# [Article]
I'm trying to ditch the crutches. I'm trying to walk on two legs a little bit. I'm trying not to sleep all day and night. I'm trying not to be stuck on that damn couch all damn day. I'm trying not to pop vicodin like they're mentos. I'm trying to get better.


My wife, however, is limiting what I can and can't do. She doesn't want me to overdo it and hurt myself screw my leg up even more. And I fully understand her fears. What I have in my leg is a serious thing. I've been cut up twice now and I don't want to go for three. I want to get better and in order to do that I need to take my health seriously and take it easy.


But being stuck on that couch is driving me fucking insane! I like to move, to busy myself, to work hard and fast and move and walk. I don't want to spend all day sleeping on the damn couch!


I mean, it's good that I'm being forced to slow down and rest and all that. I was working way too hard and I was close to a burn out. Hell, this might BE my burnout. And it's good to have time with the kids and all that. I guess its a forced vacation, a forced couch vacation.


A forced couch vacation is much lamer than it sounds. It's like I've been benched. I've been benched. It's so frustrating having to spend most of my day on this damn thing. Plus we hardly have any food in this house save some bits here and there for the kiddies. I just want to stand up and run away but I can't because I'm benched.


We go back to the doctor tomorrow. Hopefully I won't have to get cut up some more.

(Items listed in a dataset)
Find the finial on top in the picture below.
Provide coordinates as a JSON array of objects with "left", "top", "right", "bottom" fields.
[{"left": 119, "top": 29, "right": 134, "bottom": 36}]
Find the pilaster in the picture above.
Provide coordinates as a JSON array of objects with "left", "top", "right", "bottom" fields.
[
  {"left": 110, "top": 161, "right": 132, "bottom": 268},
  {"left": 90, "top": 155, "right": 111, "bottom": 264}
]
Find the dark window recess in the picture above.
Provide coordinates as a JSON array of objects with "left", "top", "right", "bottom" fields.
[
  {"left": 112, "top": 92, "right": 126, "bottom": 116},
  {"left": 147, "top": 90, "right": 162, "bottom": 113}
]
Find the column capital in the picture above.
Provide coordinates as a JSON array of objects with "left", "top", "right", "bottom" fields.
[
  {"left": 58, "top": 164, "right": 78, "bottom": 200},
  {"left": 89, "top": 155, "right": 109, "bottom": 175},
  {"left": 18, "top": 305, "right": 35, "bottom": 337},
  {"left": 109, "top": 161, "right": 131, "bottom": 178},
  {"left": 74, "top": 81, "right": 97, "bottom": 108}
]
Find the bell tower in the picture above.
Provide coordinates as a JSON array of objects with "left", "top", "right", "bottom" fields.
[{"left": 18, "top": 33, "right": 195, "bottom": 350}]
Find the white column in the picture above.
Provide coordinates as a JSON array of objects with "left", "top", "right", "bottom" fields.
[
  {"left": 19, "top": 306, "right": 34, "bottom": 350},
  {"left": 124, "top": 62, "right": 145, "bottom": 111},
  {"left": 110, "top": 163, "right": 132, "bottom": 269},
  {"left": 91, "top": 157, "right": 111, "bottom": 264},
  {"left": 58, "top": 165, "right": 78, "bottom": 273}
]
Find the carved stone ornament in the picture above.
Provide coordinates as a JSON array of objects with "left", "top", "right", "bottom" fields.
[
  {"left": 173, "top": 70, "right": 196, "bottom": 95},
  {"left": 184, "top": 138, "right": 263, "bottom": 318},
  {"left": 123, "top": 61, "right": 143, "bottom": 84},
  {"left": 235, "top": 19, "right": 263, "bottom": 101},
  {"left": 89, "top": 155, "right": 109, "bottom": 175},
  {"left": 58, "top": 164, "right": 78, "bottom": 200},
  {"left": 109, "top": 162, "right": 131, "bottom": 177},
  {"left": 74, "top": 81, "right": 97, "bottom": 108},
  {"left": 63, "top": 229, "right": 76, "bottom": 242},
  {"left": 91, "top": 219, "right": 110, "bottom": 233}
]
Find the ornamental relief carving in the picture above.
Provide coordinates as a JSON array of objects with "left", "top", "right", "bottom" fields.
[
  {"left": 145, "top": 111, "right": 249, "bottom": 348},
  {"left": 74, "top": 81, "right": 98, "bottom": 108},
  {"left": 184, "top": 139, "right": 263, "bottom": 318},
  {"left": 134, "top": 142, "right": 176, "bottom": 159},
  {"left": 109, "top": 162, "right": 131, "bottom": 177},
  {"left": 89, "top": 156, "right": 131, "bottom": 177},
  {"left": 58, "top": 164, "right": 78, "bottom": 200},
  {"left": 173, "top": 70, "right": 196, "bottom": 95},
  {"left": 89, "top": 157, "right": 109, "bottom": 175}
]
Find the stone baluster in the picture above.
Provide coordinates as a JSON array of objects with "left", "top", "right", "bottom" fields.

# [Stated exercise]
Could you rewrite the paragraph of the recovery post that begins "My wife, however, is limiting" as a short list of its main facts?

# [Answer for the task]
- My wife is limiting what I can and can't do.
- She doesn't want me to overdo it and hurt my leg even more.
- I fully understand her fears, because what I have in my leg is serious.
- I've been cut up twice and don't want a third time.
- To get better, I need to take my health seriously and take it easy.